[START Extracted information]

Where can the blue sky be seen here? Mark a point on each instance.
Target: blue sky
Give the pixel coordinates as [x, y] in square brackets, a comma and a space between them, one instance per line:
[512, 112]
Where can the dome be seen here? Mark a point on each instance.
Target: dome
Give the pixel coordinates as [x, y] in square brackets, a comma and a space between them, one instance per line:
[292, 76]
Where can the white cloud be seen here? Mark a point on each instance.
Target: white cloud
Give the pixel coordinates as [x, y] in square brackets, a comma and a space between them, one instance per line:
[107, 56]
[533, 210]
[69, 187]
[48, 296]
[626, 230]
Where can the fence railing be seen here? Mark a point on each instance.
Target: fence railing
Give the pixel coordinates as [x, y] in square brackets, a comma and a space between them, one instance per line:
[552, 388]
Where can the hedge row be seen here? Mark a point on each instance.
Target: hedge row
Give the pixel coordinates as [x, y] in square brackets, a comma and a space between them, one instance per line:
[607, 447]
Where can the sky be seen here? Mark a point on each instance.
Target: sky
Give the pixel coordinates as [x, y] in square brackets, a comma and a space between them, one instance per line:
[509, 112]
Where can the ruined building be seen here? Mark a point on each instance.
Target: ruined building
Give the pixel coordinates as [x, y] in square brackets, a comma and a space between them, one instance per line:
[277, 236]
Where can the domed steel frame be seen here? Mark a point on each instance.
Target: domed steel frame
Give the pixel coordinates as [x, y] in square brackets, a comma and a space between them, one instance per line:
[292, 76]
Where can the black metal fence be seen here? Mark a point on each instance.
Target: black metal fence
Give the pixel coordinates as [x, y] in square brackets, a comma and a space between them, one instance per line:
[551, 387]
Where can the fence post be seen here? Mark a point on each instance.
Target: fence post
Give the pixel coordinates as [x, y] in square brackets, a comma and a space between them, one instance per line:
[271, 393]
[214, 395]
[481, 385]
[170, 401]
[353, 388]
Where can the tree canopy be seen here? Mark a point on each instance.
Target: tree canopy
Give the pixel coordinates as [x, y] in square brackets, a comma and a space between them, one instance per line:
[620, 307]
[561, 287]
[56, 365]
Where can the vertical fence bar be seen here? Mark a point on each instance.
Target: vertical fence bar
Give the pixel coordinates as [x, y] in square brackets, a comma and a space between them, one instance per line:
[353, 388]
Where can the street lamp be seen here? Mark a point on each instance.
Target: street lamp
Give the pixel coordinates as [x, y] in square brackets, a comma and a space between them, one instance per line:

[END Extracted information]

Challenge.
Please format all of the items above as a numbered list, leaving out any blank lines.

Problem solution.
1. Where can the blue sky be seen here? Mark a point on each instance.
2. Target: blue sky
3. Give the pixel coordinates as [x, y] in square brackets, a comma and a space between them, one instance per line:
4. [512, 112]
5. Where can the dome be seen here? Mark a point on each instance.
6. Target: dome
7. Give the pixel coordinates as [x, y] in square brackets, a comma and a space between them, one instance per line:
8. [292, 76]
9. Where can the white cloud be seen here? Mark a point on each instance.
10. Target: white cloud
11. Give the pixel coordinates as [x, y] in square brackets, a comma and a space between them, one instance per line:
12. [107, 56]
13. [533, 210]
14. [69, 187]
15. [48, 296]
16. [626, 230]
17. Where can the fence railing be seen here? Mark a point on each instance.
18. Target: fence railing
19. Give the pixel coordinates as [x, y] in square brackets, a comma and a space between them, one instance per line:
20. [552, 388]
21. Where can the hedge row be seen here? Mark a point on each instance.
22. Target: hedge row
23. Give the pixel coordinates as [x, y] in square brackets, a comma and a space between them, one instance per line:
24. [607, 447]
25. Where can the sky be seen here? Mark a point on each instance.
26. Target: sky
27. Give the pixel coordinates as [x, y] in square brackets, a comma and a space between them, one instance per line:
28. [509, 112]
29. Where can the ruined building be seen here? Mark a point on each instance.
30. Target: ruined building
31. Give the pixel coordinates as [x, y] in square brackets, a comma and a space between them, one instance per line:
32. [277, 236]
33. Where can the domed steel frame be seen here? Mark a point on each instance.
34. Target: domed steel frame
35. Give the pixel coordinates as [x, y] in square brackets, a comma and a space between them, one instance per line:
36. [292, 76]
37. Where can the black metal fence be seen here? Mark a point on each instance.
38. Target: black metal fence
39. Give the pixel coordinates as [x, y] in square brackets, a comma and a space between them, one instance per line:
40. [551, 387]
41. Where can the fence post be seen here? Mark a point on each instance.
42. Target: fence post
43. Give the pixel coordinates as [x, y] in square brackets, a comma and a space between them, one instance per line:
44. [271, 393]
45. [214, 395]
46. [481, 385]
47. [170, 401]
48. [353, 388]
49. Where can the tree canopy be seen here? Mark a point on each instance.
50. Target: tree canopy
51. Give the pixel coordinates as [x, y] in square brackets, a comma and a space between them, one instance per line:
52. [620, 307]
53. [561, 287]
54. [56, 365]
55. Where can the vertical fence bar be seen here? Mark a point on each instance.
56. Target: vertical fence bar
57. Give the pixel coordinates as [x, y] in square brackets, a comma and a space between them, one instance per line:
58. [353, 388]
59. Where can the street lamp be seen here? Mark a point on each instance.
60. Target: street lamp
61. Give the pixel coordinates as [x, y] in square brackets, a comma and a space between them, one instance per line:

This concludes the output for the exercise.